→ **THE REQUEST**
Please revise the data below, swapping "tree trunk" for "trunk" wherever it occurs and leaving everything else untouched.

→ **DATA LISTING**
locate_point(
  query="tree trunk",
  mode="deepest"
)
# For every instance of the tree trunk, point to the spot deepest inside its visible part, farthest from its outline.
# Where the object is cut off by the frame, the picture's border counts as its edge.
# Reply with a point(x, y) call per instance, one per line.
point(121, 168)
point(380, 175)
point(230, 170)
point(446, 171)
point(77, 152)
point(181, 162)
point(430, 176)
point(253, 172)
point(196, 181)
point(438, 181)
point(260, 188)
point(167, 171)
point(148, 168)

→ **THE RESULT**
locate_point(
  query="trunk",
  mode="deepest"
)
# For every instance of the trunk, point to the spot deepest inside its visible part, farthest from its outline.
# Where the object is cut off by the frame, the picture's border counts as its edge.
# Reply with a point(x, y) call per instance, one per line.
point(121, 168)
point(380, 175)
point(230, 170)
point(446, 171)
point(77, 152)
point(181, 162)
point(430, 176)
point(253, 172)
point(196, 181)
point(438, 181)
point(260, 188)
point(167, 171)
point(148, 168)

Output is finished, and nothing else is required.